Supplied passage>
• • • • •

If you’ve yet to see Gold Leaves live, well then you need to hit The Tractor on January 14th to see them perform. While at the Reverb Festival this year, I was floored by their live performance. Sure I thought the album was top notch, but Grant Olsen and company are some of the best musicians this city has to offer (and thats sayin a lot).
But let’s not stop there..two more of “our” favorite bands … Cumulus (who have played a Seismic-Sound show. click here for video), and Fort Union (un-seen live footage of Fort Union here)will be kicking things off early. No reason to get there late cause all these bands are well worth the going ticket price and then some.

• • • • •

Stored data>
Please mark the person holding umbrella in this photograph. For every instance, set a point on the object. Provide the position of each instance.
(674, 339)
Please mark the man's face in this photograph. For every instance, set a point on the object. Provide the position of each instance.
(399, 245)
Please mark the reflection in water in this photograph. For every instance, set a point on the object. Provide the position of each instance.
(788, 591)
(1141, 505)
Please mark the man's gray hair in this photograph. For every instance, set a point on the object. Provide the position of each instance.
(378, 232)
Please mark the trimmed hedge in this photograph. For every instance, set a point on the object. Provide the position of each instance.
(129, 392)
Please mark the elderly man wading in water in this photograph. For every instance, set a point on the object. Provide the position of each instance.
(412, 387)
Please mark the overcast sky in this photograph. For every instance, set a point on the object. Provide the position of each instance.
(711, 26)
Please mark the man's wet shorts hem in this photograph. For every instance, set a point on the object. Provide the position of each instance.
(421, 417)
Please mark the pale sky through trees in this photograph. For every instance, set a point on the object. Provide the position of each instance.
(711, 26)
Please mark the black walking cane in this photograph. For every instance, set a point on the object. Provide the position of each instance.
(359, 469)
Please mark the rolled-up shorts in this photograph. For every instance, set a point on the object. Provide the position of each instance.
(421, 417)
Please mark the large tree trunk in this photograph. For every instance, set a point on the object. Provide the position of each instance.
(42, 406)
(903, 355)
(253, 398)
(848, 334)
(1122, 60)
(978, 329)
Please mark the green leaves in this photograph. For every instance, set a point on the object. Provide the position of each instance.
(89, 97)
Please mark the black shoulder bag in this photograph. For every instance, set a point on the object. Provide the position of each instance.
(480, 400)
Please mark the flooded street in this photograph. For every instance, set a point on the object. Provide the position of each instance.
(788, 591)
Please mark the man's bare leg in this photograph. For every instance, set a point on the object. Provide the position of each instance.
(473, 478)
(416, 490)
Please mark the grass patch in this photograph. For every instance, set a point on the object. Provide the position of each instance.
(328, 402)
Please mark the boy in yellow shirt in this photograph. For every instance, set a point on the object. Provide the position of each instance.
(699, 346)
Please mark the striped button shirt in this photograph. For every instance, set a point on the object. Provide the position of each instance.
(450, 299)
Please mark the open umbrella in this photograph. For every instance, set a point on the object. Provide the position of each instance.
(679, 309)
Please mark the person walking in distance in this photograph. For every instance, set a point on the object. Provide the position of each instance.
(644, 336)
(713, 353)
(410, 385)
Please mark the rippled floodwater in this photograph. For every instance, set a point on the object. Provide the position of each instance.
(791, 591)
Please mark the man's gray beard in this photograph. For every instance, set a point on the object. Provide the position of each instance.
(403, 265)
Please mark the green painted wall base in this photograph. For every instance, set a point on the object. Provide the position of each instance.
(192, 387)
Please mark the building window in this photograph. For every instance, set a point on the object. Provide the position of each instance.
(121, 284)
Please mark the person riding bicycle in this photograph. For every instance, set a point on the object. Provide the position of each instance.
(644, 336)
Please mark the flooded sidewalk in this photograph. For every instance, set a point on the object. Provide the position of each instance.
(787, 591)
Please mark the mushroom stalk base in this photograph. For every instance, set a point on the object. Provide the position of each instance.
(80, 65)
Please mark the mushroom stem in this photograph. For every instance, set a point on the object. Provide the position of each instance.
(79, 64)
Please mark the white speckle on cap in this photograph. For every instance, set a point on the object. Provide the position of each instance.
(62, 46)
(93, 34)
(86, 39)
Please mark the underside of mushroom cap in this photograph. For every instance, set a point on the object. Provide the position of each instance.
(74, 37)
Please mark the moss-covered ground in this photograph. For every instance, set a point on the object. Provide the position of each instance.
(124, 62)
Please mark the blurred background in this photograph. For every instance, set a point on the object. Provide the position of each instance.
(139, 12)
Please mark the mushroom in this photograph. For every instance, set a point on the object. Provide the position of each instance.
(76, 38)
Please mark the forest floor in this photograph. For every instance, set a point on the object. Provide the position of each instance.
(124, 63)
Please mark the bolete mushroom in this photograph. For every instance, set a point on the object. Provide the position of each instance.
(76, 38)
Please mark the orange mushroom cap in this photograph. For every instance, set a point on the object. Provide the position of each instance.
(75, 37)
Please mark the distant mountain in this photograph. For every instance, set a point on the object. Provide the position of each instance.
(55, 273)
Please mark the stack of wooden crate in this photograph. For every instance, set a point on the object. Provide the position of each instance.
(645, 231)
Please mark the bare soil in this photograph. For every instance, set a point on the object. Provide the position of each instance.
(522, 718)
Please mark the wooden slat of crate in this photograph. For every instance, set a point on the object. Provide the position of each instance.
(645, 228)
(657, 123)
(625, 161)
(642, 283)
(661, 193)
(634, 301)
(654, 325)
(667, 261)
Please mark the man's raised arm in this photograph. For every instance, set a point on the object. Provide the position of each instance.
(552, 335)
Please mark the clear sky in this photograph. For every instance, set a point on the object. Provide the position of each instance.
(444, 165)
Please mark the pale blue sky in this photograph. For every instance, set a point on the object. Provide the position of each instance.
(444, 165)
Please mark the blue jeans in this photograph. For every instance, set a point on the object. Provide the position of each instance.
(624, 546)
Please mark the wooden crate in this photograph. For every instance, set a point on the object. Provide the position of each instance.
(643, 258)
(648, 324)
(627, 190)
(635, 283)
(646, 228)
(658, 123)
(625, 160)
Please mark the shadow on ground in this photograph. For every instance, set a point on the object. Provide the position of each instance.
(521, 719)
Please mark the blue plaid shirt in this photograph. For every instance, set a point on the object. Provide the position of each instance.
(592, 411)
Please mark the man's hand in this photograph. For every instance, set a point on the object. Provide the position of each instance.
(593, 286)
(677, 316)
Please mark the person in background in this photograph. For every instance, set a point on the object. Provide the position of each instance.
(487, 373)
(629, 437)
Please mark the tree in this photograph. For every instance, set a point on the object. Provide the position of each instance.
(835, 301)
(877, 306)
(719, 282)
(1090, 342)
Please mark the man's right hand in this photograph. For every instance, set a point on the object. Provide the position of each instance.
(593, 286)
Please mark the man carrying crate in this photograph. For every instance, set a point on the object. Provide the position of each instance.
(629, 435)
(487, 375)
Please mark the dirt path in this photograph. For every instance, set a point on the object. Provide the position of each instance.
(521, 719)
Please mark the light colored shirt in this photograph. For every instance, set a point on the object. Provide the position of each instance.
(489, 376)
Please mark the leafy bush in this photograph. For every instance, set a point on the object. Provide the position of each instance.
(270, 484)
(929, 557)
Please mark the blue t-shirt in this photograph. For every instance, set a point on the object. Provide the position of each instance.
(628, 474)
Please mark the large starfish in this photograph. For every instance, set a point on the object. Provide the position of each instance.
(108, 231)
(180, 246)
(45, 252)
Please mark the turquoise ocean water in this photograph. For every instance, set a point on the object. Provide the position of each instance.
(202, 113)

• • • • •

What to work on>
**A.** Answer these questions about the concert announcement:
(i) At which venue, and on what date, will Gold Leaves perform?
(ii) At which festival did the writer see Gold Leaves perform live this year?
(iii) Which two bands will be kicking things off early?
**B.** In the stored data records, edit everything from the line containing "Please mark the wooden crate" down to the line containing "(1090, 342)", replacing "shadow on ground" with "shadow on the path" and keeping all else unchanged. Give only those lines.

Problem solutions>
**A.**
(i) The Tractor, on January 14th
(ii) The Reverb Festival
(iii) Cumulus and Fort Union

**B.**
Please mark the wooden crate in this photograph. For every instance, set a point on the object. Provide the position of each instance.
(643, 258)
(648, 324)
(627, 190)
(635, 283)
(646, 228)
(658, 123)
(625, 160)
Please mark the shadow on the path in this photograph. For every instance, set a point on the object. Provide the position of each instance.
(521, 719)
Please mark the blue plaid shirt in this photograph. For every instance, set a point on the object. Provide the position of each instance.
(592, 411)
Please mark the man's hand in this photograph. For every instance, set a point on the object. Provide the position of each instance.
(593, 286)
(677, 316)
Please mark the person in background in this photograph. For every instance, set a point on the object. Provide the position of each instance.
(487, 373)
(629, 437)
Please mark the tree in this photograph. For every instance, set a point on the object. Provide the position of each instance.
(835, 301)
(877, 306)
(719, 282)
(1090, 342)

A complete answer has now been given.